* [Source excerpt]
┌────────
Visitors are as likely to run into an errant Khmer Rouge

guerrilla as a big striped cat in the pine-clad hills of the 35,000-hectare

park, but a few tigers still roam the area as three helpless soldiers found out

in 1993.

They tried to kill a solitary tiger, possibly thinking of the

money to be made from selling its skin, bones and teeth to wildlife traders in

Phnom Penh, but ended up nursing horrific maul injuries and cursing the one that

got away.

"They have tigers in the park... I spoke to one of the guards

who had seen the paw marks," said Barry Rogers of Britain's Enterprise Oil,

which paid for a park visitor's center.

But conservationists say the

tigers and panthers of Cambodia and Laos are threatened by hunters, traders and

land mines.

"Tigers are still widespread and probably number around three

hundred to five hundred," said the World Conservation Union's local

representative David Ashwell.

He said that a hunter interviewed last year

in northeast Cambodia "had personally shot more than 30 tigers."

The

World Wildlife Fund (WWF) recently announced a fund-raising campaign to save

Indochina's tigers, saying they were disappearing at a rate of one a

day.

Tiger parts are prized in Asia for their purported magical and

protective powers.
└────────
* [Dataset extract]
┌────────
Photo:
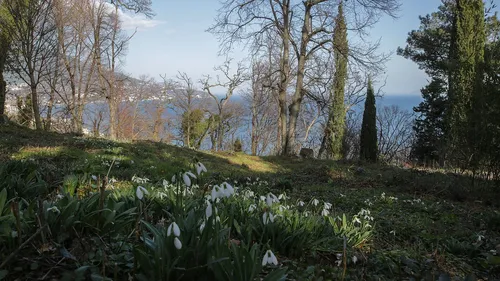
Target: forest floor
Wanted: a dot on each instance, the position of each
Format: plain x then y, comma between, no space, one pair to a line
427,224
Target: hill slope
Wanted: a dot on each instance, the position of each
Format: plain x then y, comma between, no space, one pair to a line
425,223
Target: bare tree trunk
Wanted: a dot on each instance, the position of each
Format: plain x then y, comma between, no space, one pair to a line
297,97
50,105
254,141
3,91
36,108
4,45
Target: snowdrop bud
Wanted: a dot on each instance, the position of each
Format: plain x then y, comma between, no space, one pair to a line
140,191
175,228
187,180
177,243
252,208
269,258
215,192
269,201
200,168
315,202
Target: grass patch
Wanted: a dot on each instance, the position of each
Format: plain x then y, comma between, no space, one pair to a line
426,224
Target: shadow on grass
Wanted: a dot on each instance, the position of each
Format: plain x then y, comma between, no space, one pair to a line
58,155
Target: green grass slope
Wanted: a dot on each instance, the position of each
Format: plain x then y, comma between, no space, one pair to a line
426,223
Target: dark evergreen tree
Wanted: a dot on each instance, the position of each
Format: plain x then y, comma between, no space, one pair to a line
238,146
429,47
429,125
335,128
466,102
368,137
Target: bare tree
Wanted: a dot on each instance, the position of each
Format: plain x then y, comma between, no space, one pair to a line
395,133
261,99
304,28
230,82
76,52
33,36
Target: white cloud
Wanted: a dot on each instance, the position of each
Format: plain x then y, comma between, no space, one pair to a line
139,22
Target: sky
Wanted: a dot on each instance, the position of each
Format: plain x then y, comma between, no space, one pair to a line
176,40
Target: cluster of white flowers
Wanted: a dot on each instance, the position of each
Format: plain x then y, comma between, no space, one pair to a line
225,190
173,227
269,258
200,168
414,201
365,214
54,209
139,180
140,191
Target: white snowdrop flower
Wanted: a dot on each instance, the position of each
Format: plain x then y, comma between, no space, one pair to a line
54,209
186,177
215,192
252,208
270,199
162,195
208,210
173,226
228,190
200,168
140,191
480,237
269,258
325,212
267,217
177,243
315,202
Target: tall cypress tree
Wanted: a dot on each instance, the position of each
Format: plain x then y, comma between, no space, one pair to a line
465,101
335,128
5,20
368,139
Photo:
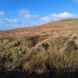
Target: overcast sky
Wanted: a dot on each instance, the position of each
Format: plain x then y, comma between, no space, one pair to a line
23,13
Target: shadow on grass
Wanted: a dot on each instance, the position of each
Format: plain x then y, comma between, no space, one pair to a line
22,74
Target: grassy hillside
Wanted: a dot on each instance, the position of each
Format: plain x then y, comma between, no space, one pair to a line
48,47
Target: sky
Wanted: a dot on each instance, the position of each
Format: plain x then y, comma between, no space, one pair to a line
25,13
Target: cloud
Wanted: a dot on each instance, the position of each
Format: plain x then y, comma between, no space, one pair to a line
57,16
8,21
2,13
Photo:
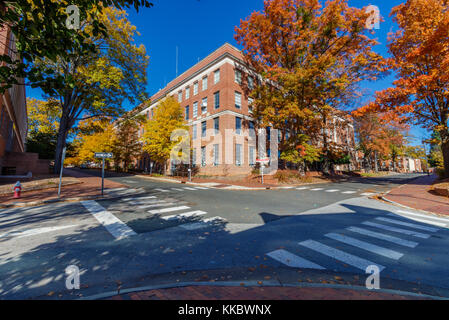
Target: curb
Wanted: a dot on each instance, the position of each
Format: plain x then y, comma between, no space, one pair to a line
51,201
255,283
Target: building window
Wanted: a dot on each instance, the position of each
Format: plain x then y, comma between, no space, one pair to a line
203,156
204,86
195,88
216,154
203,129
217,99
238,125
250,83
238,154
252,152
195,131
204,106
238,100
238,76
217,125
217,76
250,104
195,109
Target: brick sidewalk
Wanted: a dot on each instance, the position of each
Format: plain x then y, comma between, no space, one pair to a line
89,186
417,195
260,293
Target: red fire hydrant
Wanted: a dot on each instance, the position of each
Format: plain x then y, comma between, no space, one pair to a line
17,190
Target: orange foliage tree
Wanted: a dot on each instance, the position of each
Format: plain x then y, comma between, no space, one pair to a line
420,57
308,59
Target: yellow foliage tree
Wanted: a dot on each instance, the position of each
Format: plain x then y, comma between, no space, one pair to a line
168,117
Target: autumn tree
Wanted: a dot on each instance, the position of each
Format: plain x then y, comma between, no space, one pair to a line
97,84
310,59
39,30
420,57
168,117
128,145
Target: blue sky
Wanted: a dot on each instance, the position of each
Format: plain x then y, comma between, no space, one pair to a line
198,27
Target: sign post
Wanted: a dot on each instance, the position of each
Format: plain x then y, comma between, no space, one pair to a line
262,162
103,156
60,174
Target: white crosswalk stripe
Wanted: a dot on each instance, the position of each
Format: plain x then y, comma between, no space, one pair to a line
397,230
366,246
407,224
167,210
158,204
184,215
291,260
382,236
367,194
342,256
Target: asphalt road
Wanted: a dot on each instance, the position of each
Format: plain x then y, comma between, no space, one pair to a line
164,232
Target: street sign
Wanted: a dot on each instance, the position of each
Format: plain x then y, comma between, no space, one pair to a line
103,155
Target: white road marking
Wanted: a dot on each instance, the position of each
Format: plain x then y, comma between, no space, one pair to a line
138,198
399,241
291,260
342,256
366,246
173,209
203,224
424,216
157,204
185,215
432,222
33,232
398,230
407,224
115,226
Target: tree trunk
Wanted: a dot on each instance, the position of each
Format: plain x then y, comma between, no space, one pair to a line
445,151
62,136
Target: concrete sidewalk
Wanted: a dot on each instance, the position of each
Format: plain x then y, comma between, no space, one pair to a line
262,293
417,195
90,186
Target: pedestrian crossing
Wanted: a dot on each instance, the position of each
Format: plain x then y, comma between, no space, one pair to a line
164,212
346,192
375,242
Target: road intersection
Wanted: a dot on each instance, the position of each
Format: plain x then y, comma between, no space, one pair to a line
154,229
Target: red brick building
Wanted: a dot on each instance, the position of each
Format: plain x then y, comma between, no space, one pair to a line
217,111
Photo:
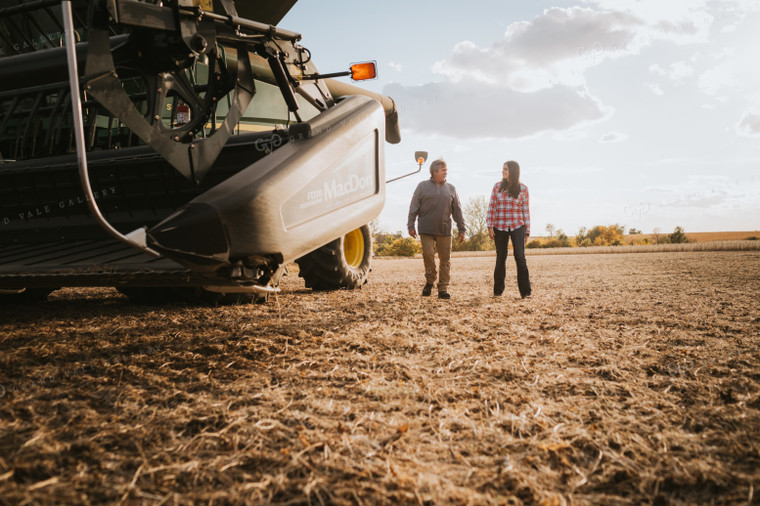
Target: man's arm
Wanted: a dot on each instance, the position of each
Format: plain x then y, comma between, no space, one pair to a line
414,211
456,212
526,212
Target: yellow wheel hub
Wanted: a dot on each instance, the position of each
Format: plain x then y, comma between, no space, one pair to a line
353,248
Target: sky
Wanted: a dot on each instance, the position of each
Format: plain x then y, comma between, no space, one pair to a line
641,113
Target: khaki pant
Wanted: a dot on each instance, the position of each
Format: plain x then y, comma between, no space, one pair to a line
442,244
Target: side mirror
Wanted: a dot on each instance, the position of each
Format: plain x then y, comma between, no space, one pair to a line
419,157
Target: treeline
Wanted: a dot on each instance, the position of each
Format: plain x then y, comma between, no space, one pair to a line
612,235
475,214
600,235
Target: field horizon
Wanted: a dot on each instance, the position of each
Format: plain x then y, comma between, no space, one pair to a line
626,379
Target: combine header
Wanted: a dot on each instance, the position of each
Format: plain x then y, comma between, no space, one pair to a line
180,149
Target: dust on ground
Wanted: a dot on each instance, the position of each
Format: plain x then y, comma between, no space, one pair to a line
625,379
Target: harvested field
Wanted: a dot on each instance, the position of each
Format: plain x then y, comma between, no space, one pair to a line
625,379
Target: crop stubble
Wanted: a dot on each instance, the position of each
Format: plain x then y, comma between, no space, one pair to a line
626,379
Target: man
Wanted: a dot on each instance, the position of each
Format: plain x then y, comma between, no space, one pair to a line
434,202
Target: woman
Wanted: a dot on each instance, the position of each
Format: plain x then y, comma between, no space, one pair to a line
509,217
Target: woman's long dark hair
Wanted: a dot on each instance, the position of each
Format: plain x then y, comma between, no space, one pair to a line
513,186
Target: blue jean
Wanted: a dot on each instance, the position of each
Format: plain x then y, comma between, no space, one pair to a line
501,238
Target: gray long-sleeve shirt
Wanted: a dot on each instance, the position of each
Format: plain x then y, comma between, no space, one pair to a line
434,206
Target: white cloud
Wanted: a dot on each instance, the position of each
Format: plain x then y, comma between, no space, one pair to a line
612,137
749,125
717,78
481,110
677,72
679,22
555,48
656,89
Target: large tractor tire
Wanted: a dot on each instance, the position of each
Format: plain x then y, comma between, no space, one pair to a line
342,263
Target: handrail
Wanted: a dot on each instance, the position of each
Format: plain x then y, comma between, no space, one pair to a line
136,238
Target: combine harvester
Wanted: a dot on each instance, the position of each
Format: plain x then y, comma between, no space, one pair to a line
206,152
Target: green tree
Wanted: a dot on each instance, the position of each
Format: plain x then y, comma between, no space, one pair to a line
402,247
611,235
475,213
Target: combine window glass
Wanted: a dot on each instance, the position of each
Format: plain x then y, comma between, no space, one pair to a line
268,108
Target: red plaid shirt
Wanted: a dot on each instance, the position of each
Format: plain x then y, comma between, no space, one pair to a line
506,213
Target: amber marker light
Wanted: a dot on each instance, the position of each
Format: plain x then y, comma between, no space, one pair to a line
363,71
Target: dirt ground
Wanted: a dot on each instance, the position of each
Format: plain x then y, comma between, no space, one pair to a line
625,379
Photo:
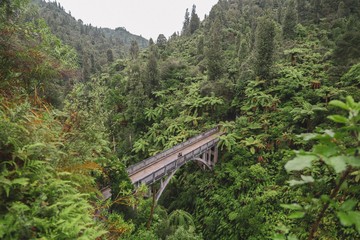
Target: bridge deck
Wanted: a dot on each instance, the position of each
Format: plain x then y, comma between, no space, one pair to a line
136,176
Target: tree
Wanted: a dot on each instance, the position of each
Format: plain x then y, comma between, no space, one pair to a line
134,50
194,21
290,21
152,74
110,56
332,169
186,24
214,52
264,47
161,41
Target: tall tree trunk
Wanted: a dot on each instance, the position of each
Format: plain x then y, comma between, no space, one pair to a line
152,207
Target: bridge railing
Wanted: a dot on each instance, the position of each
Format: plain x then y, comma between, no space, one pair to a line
177,163
138,166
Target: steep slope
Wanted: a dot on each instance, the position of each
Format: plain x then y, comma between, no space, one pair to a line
95,46
266,72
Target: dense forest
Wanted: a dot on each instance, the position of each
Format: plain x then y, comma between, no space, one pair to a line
79,104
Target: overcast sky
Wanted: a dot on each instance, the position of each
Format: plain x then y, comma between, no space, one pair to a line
148,18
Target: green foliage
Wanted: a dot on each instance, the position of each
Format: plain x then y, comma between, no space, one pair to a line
264,45
36,201
333,160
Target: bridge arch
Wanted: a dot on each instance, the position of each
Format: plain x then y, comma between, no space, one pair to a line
166,180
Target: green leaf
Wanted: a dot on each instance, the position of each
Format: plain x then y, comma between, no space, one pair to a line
300,162
295,182
345,219
326,150
296,215
339,104
292,237
338,163
350,102
278,237
21,181
252,150
349,204
338,118
353,161
232,216
293,206
307,179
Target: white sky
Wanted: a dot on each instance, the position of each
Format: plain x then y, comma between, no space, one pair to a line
148,18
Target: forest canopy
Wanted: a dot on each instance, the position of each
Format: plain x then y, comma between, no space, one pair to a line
78,105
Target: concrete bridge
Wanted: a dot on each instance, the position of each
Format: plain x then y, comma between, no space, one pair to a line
163,166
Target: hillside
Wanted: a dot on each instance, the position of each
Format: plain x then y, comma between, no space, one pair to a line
279,77
95,46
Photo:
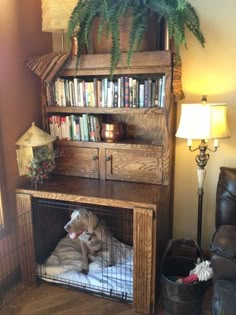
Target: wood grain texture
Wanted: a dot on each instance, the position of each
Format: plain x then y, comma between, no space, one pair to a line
143,252
110,193
49,299
25,244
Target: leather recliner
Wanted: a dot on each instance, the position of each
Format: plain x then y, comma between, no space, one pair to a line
223,245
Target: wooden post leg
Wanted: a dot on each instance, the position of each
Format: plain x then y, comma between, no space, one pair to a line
25,239
144,273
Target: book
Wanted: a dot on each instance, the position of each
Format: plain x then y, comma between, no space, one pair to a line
126,91
115,94
141,95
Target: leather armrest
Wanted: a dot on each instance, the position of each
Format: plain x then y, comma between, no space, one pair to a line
224,242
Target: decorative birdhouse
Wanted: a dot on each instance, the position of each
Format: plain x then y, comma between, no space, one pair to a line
35,145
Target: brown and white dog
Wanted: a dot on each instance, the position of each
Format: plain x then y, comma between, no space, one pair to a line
92,235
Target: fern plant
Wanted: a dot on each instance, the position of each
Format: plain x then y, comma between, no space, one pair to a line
179,14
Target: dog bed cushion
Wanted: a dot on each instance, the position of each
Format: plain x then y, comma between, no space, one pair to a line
64,264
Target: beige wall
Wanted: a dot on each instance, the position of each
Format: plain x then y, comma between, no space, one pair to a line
210,71
20,37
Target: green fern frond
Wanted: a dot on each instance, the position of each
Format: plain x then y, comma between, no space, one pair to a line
179,14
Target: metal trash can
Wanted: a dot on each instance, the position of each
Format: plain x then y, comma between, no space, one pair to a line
180,298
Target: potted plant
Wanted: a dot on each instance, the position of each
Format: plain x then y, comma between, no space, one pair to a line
179,15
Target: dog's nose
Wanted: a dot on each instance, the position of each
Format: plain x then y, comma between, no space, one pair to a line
67,227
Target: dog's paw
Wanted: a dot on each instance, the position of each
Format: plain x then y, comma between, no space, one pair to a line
85,272
84,268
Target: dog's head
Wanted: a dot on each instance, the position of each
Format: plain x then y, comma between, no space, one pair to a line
81,221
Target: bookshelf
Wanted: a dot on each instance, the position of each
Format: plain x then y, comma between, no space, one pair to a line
134,173
145,152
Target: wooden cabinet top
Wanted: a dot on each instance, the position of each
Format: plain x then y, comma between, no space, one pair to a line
99,64
102,192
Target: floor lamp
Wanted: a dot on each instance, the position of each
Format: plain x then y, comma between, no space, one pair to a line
203,121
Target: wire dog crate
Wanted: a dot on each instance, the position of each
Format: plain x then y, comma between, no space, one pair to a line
57,257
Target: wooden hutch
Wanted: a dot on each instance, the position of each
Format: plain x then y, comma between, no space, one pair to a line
134,173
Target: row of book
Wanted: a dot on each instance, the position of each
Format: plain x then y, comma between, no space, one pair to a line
125,91
75,127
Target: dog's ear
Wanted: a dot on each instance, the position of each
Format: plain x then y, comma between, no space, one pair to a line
92,222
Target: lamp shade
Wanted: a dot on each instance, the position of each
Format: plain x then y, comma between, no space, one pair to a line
56,14
34,137
203,121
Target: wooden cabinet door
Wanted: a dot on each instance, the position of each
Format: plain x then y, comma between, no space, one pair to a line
134,165
78,162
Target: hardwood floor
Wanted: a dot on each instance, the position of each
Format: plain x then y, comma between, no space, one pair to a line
49,299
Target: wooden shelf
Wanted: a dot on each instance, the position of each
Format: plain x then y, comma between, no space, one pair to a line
102,110
99,64
102,192
132,143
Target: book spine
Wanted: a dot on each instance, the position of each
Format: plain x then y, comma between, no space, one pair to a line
126,91
141,95
115,95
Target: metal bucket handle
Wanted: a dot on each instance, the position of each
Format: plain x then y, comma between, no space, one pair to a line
178,243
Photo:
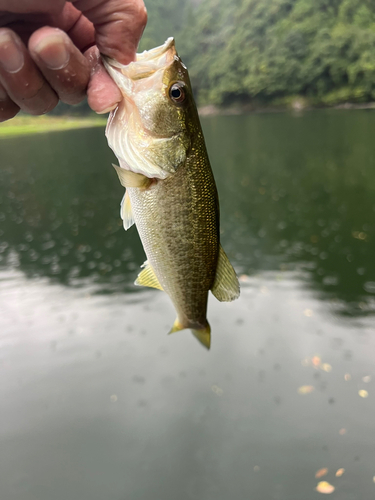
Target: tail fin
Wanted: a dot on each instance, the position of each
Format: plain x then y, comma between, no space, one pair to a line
202,334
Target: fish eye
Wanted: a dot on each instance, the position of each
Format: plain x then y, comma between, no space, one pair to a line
177,93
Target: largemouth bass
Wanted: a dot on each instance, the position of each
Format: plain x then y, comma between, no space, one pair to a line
170,189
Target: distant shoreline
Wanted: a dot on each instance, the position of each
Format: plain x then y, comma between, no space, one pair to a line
27,125
296,106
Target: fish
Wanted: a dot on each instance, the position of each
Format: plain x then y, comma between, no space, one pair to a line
170,191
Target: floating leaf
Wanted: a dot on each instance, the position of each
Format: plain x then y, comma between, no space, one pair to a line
243,278
316,361
326,367
217,390
325,488
305,389
321,472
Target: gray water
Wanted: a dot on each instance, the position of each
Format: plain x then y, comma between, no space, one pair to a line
98,403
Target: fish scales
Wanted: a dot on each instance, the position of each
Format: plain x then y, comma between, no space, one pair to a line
170,188
177,220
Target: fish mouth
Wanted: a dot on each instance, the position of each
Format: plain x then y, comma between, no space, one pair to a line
146,64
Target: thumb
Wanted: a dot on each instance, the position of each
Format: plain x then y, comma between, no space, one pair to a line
119,25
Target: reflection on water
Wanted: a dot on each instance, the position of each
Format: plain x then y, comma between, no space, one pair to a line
98,402
296,193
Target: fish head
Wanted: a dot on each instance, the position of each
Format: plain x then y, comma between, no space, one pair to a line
150,131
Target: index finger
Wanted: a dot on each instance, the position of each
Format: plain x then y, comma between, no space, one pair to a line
119,25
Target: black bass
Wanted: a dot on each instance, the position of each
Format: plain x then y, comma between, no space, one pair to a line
170,189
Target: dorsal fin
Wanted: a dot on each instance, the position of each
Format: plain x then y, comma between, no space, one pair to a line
147,277
226,287
126,211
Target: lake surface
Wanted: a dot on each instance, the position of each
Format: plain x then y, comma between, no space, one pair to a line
97,402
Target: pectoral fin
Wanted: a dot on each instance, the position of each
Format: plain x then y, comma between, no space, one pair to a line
147,277
132,179
226,287
126,211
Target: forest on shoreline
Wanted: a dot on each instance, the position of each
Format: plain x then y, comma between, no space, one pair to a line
268,54
271,52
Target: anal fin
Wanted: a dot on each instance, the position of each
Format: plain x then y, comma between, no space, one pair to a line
226,286
147,277
126,212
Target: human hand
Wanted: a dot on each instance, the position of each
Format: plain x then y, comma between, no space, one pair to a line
50,51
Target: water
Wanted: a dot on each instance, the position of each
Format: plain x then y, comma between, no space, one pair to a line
98,402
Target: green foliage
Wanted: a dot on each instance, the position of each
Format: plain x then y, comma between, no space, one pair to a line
270,50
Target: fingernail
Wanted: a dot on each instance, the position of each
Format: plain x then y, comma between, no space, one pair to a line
3,94
11,55
53,51
107,110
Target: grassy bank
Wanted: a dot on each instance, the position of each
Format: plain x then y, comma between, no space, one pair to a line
25,125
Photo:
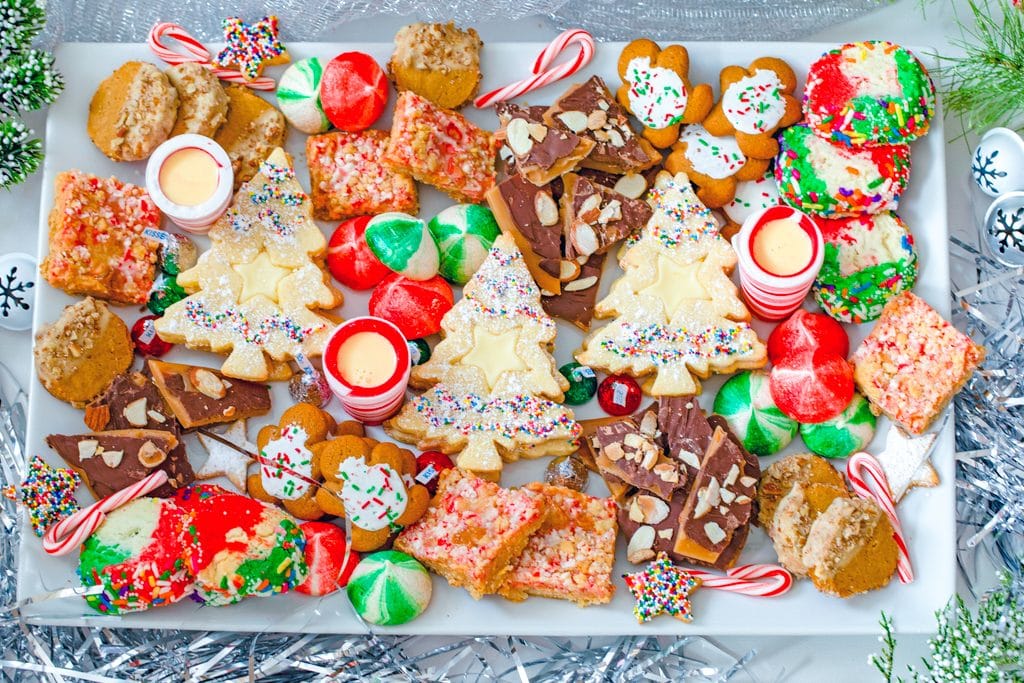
└────────
* [The tasks]
a. Condense the paragraph in the tiger excerpt that begins "The World Wildlife Fund" into one shorter sentence that keeps its main facts.
b. In the tiger excerpt, reproduce word for word the part that opens with the words containing "They tried to" and closes with "park visitor's center.".
Base your work only on the text about tigers.

* [Answer set]
a. The WWF recently launched a fund-raising campaign for Indochina's tigers, which it says are vanishing at a rate of one a day.

b.
They tried to kill a solitary tiger, possibly thinking of the

money to be made from selling its skin, bones and teeth to wildlife traders in

Phnom Penh, but ended up nursing horrific maul injuries and cursing the one that

got away.

"They have tigers in the park... I spoke to one of the guards

who had seen the paw marks," said Barry Rogers of Britain's Enterprise Oil,

which paid for a park visitor's center.